** Supplied text **
[START]
= Lord Patrick Crichton-Stuart =

British politician

 Lord Patrick James Herbert Crichton-Stuart (25 August 1794 – 7 September 1859), known as the Hon. Patrick Stuart until 1817, was a British politician.

Born Patrick Stuart, he was the second son of John Stuart, Lord Mount Stuart, eldest son of John Stuart, 1st Marquess of Bute, son of Prime Minister John Stuart, 3rd Earl of Bute. His mother was Lady Elizabeth Penelope, daughter and heiress of Patrick McDouall-Crichton, 6th Earl of Dumfries, while John Crichton-Stuart, 2nd Marquess of Bute, was his elder brother. His father was killed in a riding accident six months before he was born and his mother died when he was three. In 1817 he was granted the rank of a younger son of a marquess and assumed by Royal licence the surname of Crichton. The following year he was returned to Parliament for Cardiff, succeeding his uncle Lord Evelyn Stuart, a seat he held until 1820 and again from 1826 to 1832. Between 1847 and 1859 he also served as Lord-Lieutenant of Buteshire.
[END]
** Stored data **
[START]
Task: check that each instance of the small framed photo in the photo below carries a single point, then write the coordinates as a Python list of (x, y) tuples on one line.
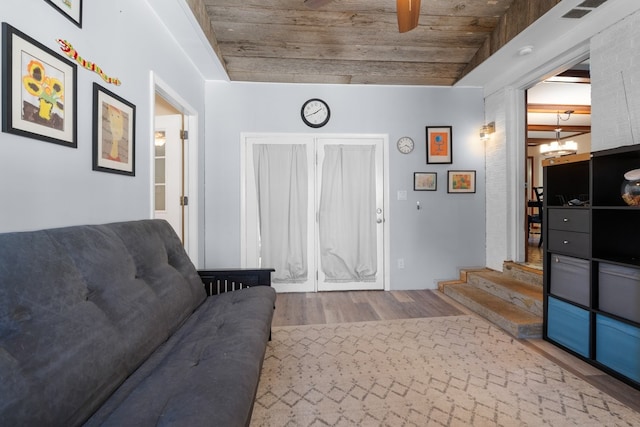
[END]
** Goals **
[a] From the Crichton-Stuart biography, print the passage beginning at the words "Born Patrick Stuart, he" and stopping after the words "Lord-Lieutenant of Buteshire.".
[b] Name every relative of Lord Patrick Crichton-Stuart who is identified by name in the Crichton-Stuart biography.

** Responses for each task **
[a]
Born Patrick Stuart, he was the second son of John Stuart, Lord Mount Stuart, eldest son of John Stuart, 1st Marquess of Bute, son of Prime Minister John Stuart, 3rd Earl of Bute. His mother was Lady Elizabeth Penelope, daughter and heiress of Patrick McDouall-Crichton, 6th Earl of Dumfries, while John Crichton-Stuart, 2nd Marquess of Bute, was his elder brother. His father was killed in a riding accident six months before he was born and his mother died when he was three. In 1817 he was granted the rank of a younger son of a marquess and assumed by Royal licence the surname of Crichton. The following year he was returned to Parliament for Cardiff, succeeding his uncle Lord Evelyn Stuart, a seat he held until 1820 and again from 1826 to 1832. Between 1847 and 1859 he also served as Lord-Lieutenant of Buteshire.

[b]
- John Stuart, Lord Mount Stuart (his father)
- John Stuart, 1st Marquess of Bute (his paternal grandfather)
- John Stuart, 3rd Earl of Bute (his great-grandfather)
- Lady Elizabeth Penelope (his mother)
- Patrick McDouall-Crichton, 6th Earl of Dumfries (his maternal grandfather)
- John Crichton-Stuart, 2nd Marquess of Bute (his elder brother)
- Lord Evelyn Stuart (his uncle)